--- Reading passage ---
..............................
What is the role of a brand when it comes to responsibility?
And we aren’t just talking about social responsibility and environmentalism, but the kind of responsibility that’s about helping consumers make good – or better – choices.
McDonald’s is at an interesting brand to consider when it comes to responsibility. For a brand that does so much good in the world – from the Ronald McDonald House to the Global Women’s Initiative – it is hard to believe that this same company also sells (gulp) fast food that has been accused of contributing to our country’s growing problem with obesity. Questions concerning responsibility are becoming more complicated. Should a fast food chain be held accountable for a problem it didn’t necessarily create? Or for that matter, should the brand be blamed for contributing to social issues just because the products it sells are unhealthy? Is McDonald’s any more guilty of promoting an unhealthy lifestyle than brands like Captain Crunch or Hershey’s? Where do we draw the line and who draws it when we begin to think about and debate brand responsibility?
..............................
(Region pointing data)

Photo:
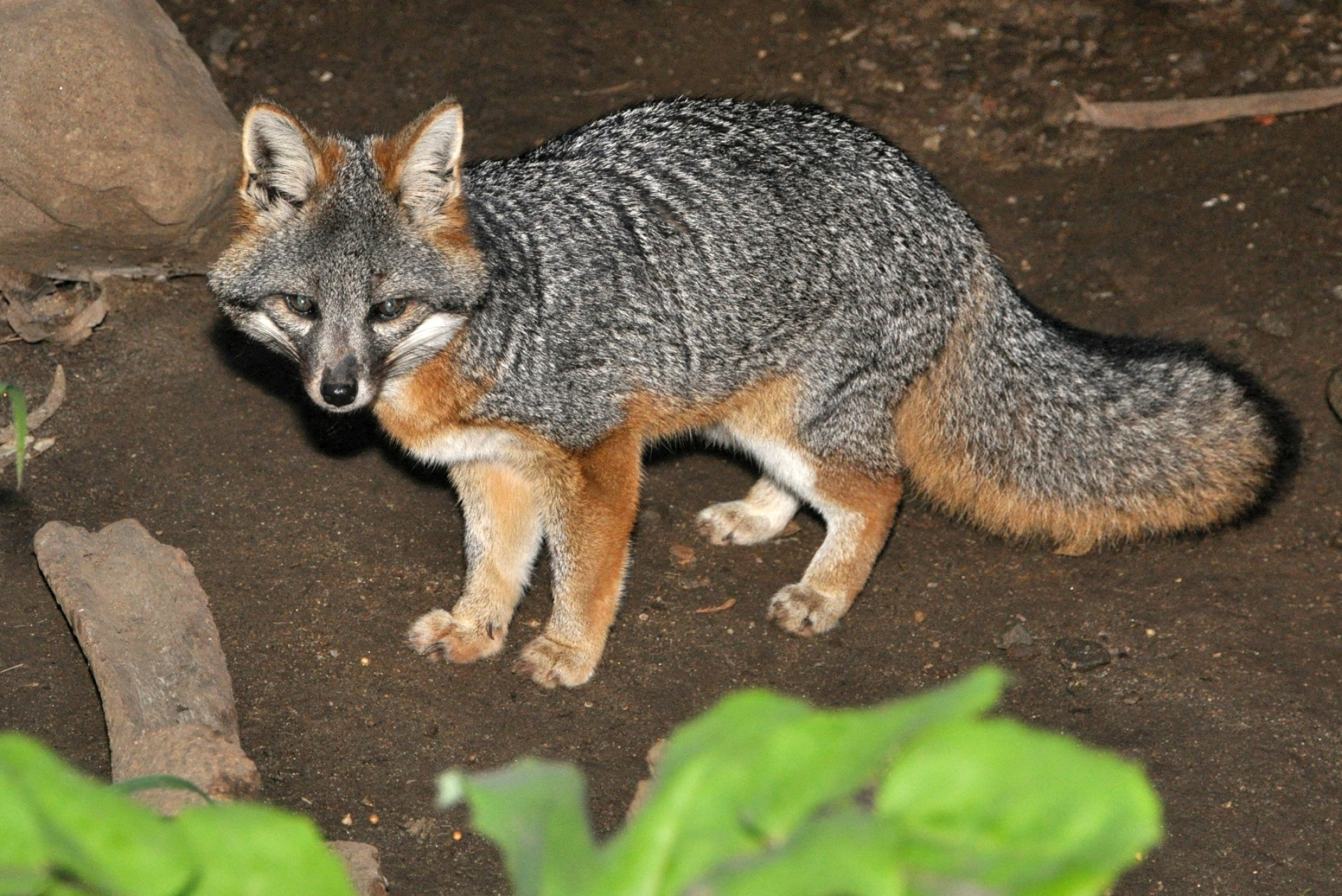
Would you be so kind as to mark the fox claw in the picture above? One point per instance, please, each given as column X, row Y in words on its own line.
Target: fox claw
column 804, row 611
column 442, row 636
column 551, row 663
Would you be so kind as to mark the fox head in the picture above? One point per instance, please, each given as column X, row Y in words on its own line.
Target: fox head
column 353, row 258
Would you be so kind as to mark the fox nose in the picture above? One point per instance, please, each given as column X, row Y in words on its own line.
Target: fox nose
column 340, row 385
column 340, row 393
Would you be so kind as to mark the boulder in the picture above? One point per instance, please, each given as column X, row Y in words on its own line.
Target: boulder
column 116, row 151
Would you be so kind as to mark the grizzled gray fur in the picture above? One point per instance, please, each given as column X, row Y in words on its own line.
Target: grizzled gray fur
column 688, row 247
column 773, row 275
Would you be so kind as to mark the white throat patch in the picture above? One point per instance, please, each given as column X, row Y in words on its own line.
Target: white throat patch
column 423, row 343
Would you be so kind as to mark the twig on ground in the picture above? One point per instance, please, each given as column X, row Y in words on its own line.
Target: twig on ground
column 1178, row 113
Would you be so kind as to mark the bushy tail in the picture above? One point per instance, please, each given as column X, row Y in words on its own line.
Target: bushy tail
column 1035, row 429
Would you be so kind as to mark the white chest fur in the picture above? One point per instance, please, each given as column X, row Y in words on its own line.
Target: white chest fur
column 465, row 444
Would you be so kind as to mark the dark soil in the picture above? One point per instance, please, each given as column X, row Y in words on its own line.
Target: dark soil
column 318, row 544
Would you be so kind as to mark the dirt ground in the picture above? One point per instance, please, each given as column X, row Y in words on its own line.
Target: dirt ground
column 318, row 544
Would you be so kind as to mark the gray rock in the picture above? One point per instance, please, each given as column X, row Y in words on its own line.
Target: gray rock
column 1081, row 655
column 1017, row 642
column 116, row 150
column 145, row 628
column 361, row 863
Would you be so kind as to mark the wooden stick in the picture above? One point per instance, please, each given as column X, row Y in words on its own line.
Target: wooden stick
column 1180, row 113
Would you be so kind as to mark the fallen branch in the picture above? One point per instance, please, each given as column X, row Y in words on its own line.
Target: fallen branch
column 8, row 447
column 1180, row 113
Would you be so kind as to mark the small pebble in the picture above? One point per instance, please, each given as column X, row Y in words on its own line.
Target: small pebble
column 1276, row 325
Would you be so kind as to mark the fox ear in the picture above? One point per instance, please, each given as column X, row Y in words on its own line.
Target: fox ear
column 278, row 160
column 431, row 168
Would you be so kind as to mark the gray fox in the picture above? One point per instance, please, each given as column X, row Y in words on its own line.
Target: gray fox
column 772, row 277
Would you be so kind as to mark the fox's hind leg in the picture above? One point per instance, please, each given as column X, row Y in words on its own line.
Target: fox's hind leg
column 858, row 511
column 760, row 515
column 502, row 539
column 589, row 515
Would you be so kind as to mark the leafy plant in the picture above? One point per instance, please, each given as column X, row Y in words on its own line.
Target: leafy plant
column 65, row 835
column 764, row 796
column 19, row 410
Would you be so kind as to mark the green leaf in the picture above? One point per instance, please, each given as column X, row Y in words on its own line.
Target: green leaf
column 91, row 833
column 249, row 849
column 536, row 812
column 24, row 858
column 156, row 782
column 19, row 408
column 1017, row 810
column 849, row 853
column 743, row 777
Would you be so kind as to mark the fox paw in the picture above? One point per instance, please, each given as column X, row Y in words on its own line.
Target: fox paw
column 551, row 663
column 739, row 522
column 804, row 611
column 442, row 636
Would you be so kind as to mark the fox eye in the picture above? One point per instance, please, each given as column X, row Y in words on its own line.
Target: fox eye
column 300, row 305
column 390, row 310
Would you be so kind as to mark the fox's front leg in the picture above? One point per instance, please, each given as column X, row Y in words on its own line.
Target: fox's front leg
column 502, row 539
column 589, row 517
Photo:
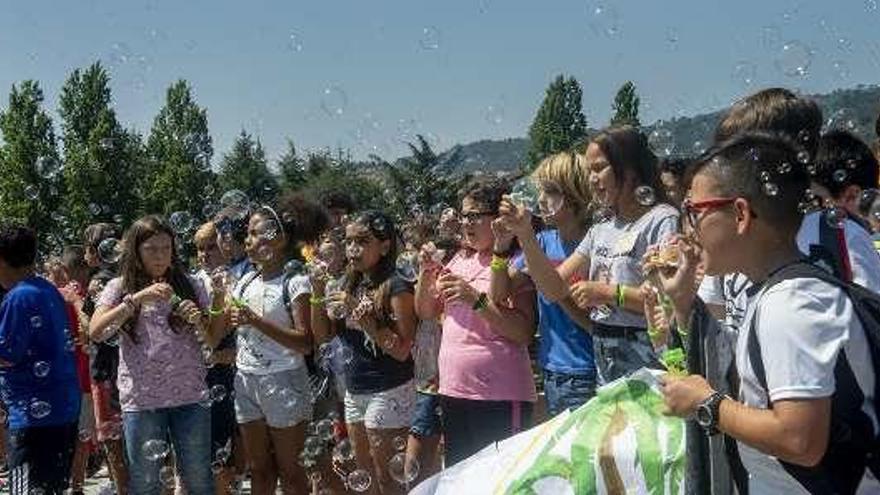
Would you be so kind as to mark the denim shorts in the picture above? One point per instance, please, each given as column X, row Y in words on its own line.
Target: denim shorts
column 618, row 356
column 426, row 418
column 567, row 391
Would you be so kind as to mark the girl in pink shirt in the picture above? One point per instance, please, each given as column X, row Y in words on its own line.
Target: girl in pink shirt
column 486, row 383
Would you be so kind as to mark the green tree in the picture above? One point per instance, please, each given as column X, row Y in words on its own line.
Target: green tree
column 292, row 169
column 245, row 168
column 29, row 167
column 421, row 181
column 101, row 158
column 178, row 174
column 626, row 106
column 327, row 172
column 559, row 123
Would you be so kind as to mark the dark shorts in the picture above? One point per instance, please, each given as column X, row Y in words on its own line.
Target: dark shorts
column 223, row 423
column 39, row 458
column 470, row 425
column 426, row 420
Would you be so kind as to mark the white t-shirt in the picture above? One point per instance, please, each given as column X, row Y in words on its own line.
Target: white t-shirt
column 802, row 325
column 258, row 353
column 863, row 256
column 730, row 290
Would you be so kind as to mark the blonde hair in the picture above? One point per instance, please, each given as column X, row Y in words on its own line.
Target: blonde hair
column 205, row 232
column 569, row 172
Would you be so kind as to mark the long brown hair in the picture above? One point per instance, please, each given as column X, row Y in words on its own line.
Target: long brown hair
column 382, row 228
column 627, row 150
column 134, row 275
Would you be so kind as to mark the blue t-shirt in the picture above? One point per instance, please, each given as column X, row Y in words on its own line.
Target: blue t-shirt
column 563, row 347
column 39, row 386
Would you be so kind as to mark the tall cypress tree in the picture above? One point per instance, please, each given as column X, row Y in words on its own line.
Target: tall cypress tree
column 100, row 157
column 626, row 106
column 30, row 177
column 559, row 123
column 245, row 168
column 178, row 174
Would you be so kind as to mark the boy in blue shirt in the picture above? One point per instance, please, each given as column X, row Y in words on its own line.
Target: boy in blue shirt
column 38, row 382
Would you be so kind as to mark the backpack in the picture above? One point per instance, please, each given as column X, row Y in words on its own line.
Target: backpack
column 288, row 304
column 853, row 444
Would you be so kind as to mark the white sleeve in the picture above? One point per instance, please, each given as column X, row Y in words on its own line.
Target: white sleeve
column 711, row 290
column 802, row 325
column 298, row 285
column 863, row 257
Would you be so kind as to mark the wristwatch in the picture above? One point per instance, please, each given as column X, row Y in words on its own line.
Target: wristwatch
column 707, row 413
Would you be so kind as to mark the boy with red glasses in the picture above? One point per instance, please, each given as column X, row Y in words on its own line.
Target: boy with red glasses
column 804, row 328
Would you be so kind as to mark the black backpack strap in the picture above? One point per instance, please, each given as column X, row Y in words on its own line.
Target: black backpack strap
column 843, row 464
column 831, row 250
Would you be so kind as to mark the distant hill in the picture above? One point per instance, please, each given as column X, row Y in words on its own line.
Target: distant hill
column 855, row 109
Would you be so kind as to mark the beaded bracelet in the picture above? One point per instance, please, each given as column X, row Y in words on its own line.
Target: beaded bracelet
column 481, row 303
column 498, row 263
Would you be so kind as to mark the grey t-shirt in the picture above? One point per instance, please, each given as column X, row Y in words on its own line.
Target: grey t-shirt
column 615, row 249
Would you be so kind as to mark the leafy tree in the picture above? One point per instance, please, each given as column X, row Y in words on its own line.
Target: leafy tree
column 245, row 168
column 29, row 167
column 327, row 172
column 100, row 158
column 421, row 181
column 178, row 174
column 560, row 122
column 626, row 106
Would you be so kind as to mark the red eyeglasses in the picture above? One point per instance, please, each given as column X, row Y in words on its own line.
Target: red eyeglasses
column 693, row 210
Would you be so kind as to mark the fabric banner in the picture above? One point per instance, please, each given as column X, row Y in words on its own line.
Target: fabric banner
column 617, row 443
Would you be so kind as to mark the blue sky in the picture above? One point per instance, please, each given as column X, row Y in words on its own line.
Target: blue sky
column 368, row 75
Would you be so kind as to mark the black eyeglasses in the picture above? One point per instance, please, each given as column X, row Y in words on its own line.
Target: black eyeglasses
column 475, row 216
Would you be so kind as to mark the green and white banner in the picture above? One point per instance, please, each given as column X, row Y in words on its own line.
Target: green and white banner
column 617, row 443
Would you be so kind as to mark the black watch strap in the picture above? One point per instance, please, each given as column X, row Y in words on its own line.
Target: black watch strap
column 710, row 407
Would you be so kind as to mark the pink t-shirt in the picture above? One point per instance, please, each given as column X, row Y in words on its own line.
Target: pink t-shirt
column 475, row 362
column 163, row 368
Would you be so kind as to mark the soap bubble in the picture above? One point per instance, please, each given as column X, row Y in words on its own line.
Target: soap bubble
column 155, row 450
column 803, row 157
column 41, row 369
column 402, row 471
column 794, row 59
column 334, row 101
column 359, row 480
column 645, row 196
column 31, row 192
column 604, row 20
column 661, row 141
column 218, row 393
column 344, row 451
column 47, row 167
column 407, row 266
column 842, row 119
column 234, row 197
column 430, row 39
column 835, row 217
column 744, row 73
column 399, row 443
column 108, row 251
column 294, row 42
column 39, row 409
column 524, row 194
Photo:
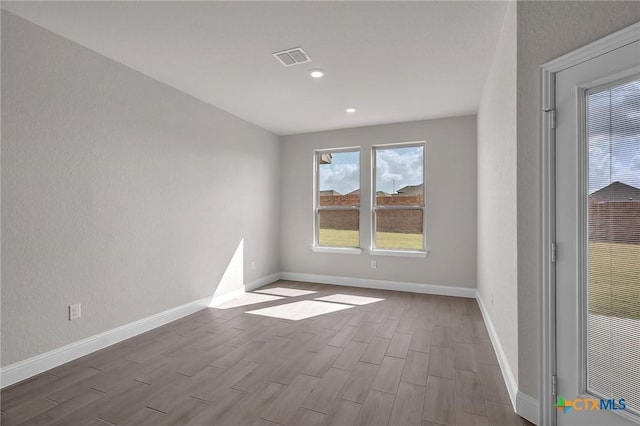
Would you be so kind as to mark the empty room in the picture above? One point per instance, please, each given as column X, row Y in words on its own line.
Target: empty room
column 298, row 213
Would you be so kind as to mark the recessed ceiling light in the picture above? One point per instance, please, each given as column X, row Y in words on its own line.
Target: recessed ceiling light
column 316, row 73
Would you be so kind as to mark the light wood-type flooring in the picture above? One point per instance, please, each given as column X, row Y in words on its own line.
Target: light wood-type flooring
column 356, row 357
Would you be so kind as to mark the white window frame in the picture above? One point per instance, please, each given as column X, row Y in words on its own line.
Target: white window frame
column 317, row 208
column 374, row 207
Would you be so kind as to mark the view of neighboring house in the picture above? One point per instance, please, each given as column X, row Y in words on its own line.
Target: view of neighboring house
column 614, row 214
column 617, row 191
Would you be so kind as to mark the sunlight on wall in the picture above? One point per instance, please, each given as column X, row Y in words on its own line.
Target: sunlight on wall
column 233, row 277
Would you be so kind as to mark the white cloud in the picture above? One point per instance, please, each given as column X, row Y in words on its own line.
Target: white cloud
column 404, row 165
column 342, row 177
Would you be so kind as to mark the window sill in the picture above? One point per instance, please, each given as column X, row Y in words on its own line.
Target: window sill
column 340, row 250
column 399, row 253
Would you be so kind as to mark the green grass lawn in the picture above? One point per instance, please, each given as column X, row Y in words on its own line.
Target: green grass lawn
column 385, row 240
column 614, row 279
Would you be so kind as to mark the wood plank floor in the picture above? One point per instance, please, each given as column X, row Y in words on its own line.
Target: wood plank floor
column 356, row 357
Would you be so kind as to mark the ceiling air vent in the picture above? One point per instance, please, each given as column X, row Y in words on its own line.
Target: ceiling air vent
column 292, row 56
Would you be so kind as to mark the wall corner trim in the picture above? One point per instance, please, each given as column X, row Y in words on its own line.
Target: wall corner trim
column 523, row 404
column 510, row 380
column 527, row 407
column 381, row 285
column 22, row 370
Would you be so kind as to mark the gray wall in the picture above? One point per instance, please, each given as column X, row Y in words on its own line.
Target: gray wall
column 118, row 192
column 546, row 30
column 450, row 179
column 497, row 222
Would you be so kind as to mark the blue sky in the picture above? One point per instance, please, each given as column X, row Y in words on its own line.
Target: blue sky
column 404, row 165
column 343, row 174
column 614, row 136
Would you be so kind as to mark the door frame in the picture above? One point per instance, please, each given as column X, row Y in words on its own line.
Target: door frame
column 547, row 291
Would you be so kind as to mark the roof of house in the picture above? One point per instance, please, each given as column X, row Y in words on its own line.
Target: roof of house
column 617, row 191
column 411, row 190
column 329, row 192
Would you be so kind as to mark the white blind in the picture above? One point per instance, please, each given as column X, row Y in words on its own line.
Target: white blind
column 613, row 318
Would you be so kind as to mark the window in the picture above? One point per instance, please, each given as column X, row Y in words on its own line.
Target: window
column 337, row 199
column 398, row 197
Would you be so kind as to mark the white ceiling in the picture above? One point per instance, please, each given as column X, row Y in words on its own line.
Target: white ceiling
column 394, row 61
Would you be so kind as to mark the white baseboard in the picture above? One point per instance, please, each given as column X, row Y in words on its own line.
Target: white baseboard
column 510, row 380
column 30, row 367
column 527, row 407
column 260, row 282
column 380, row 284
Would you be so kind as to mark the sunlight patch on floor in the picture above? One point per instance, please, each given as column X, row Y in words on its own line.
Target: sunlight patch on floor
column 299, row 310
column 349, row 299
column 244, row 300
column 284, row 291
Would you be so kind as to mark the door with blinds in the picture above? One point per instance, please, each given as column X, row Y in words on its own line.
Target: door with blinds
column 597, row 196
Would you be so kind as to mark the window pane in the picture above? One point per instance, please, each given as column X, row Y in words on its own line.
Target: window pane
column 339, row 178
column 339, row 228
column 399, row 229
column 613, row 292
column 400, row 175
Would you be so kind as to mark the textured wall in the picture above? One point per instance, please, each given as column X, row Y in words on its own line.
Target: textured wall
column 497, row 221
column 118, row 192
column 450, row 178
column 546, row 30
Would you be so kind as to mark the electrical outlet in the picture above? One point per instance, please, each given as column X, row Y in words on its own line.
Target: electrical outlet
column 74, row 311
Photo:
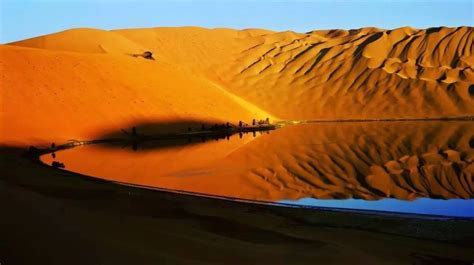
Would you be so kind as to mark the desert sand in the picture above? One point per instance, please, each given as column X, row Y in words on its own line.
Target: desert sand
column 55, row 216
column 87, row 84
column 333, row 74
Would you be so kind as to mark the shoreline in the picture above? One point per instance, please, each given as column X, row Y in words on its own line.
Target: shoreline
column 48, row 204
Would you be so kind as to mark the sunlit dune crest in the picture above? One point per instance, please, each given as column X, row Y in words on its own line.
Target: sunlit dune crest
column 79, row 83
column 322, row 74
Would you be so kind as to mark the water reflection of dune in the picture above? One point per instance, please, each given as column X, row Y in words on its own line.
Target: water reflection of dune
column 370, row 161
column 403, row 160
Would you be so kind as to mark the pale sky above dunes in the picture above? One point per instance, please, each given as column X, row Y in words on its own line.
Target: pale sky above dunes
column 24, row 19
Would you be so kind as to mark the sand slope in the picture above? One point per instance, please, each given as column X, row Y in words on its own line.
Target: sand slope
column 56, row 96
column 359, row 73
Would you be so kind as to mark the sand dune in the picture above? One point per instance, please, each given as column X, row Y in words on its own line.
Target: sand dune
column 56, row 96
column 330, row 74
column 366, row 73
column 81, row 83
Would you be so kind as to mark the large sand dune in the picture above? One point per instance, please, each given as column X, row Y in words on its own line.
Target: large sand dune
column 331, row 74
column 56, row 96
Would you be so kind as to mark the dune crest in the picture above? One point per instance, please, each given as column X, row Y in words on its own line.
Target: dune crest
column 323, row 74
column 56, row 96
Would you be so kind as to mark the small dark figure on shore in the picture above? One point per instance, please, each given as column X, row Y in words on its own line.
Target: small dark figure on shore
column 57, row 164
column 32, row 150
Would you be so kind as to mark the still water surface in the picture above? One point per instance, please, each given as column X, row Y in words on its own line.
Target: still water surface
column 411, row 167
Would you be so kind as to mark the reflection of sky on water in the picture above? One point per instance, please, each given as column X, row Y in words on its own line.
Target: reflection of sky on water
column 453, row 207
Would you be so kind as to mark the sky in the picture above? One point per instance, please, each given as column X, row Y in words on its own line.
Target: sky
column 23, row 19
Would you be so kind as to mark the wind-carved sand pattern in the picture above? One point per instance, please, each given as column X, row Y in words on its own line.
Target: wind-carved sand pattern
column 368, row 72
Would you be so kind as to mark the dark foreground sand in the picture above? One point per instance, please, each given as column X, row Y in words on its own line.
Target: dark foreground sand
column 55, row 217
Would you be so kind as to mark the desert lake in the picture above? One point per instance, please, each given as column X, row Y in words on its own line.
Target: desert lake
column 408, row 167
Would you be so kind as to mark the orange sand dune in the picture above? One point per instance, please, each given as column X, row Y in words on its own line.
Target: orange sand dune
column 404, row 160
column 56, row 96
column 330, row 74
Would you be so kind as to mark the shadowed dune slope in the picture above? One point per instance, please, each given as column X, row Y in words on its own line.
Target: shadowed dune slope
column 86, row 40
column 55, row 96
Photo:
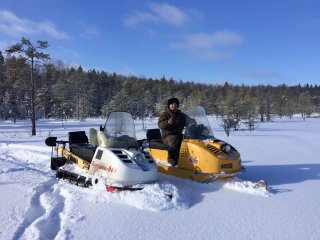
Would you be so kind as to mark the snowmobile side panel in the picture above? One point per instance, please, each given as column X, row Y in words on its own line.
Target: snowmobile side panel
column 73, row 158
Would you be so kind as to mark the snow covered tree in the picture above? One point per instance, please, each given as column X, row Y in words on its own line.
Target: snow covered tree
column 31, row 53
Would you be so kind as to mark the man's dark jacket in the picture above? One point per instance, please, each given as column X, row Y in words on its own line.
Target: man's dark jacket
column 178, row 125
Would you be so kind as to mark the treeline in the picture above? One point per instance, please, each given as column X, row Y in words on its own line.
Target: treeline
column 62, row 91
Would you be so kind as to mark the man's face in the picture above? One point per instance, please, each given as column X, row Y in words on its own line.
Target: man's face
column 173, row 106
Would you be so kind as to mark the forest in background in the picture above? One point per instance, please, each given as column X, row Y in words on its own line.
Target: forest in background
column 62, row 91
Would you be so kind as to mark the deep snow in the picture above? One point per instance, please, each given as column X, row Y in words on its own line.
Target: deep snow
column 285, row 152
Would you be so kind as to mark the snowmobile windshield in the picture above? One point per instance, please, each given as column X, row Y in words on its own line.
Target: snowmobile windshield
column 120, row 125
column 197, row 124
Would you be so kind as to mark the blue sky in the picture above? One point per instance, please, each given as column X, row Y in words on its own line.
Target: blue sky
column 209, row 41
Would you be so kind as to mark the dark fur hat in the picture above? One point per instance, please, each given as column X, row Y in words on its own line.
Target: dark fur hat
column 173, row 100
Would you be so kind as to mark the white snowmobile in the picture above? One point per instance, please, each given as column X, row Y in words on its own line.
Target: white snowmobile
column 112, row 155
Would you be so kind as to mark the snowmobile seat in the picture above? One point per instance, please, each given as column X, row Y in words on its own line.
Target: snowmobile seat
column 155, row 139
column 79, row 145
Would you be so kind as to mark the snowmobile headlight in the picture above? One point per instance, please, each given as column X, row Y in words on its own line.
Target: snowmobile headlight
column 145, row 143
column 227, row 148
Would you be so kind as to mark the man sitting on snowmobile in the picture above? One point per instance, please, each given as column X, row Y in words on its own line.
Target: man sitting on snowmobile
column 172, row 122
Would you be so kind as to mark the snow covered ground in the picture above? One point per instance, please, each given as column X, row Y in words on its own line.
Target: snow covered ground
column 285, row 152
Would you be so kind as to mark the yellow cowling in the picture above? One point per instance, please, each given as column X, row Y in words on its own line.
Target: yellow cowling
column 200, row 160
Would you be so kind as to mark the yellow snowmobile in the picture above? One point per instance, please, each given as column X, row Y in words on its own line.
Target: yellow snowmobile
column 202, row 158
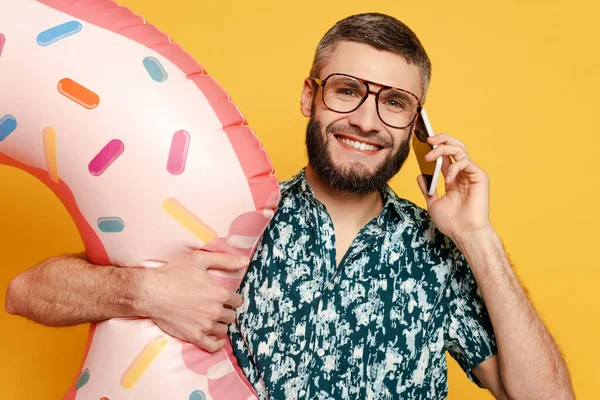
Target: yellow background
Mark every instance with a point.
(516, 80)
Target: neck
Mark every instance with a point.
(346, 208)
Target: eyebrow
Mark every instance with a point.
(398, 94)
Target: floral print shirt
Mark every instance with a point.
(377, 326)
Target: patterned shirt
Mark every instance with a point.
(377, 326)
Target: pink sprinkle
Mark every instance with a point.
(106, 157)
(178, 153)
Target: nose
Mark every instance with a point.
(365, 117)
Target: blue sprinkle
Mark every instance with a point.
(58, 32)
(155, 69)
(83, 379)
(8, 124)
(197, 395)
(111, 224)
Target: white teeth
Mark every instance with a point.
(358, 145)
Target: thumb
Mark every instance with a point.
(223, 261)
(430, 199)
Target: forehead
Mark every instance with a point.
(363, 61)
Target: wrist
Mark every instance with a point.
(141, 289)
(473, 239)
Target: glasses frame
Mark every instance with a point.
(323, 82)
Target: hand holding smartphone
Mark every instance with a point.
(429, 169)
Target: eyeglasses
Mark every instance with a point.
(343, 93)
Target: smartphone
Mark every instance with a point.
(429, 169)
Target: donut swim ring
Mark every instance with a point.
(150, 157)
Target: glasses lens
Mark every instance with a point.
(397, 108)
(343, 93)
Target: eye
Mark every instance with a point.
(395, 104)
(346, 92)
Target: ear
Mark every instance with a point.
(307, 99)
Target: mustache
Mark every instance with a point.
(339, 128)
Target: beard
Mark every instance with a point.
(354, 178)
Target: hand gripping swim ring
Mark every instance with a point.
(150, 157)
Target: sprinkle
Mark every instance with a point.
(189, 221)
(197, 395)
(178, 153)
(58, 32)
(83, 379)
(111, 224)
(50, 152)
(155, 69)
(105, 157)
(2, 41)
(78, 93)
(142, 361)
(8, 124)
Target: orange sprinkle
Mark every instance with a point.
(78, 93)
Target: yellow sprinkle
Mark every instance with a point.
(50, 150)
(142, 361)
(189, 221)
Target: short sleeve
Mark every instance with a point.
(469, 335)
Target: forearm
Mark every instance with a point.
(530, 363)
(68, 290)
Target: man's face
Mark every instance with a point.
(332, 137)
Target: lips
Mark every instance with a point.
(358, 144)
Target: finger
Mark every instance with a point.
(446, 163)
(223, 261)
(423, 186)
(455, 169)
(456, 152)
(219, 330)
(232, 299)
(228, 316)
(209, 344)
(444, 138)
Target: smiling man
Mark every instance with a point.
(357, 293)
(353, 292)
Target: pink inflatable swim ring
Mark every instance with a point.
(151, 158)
..............................
--- List of tasks ---
• A. Render this sentence from the passage on brand responsibility in Spanish: "Questions concerning responsibility are becoming more complicated."
• B. Go on with the passage on brand responsibility, picking up after its last question.

--- Answers to each task ---
• A. Las preguntas sobre la responsabilidad se están volviendo más complicadas.

• B.
McDonald’s is clearly thinking about this and has taken significant steps to respond to the growing trend of healthy living. They’ve expanded their product offering to include more health-conscious options like salads, milk, and apple slices. But, is this enough? Or are we to believe that the good they do as a company is enough to make up for selling fatty Big Macs?
For our first brand case study, we decided to explore the role of brand responsibility by taking a closer look at how McDonald’s is walking the line.
There are 6 key things that McDonald’s does that enables the company to give customers what they want (amazing french fries) while maintaining a sense of social responsibility:
1) MCDONALD’S MAINTAINS A HIGH LEVEL OF TRANSPARENCY THAT BUILDS TRUST WITH
CONSUMERS AND EMPLOYEES.
Example: Nutrition Progress Report
In 2012, McDonald’s published its first ever nutrition progress report, revealing the company’s nutritional performance over the past year. The report is easily accessible online to anyone who is interested. For the report, McDonald’s hired Ernst & Young LLP to conduct an independent examination of McDonald’s progress against its commitment goals. The report highlights focus on three key nutrition commitments: Children’s Well-being, Nutritionally Balanced Menu Choices, and Nutrition Information and Education.
Read more directly from McDonald’s here.
Example: Our Food. Your Questions.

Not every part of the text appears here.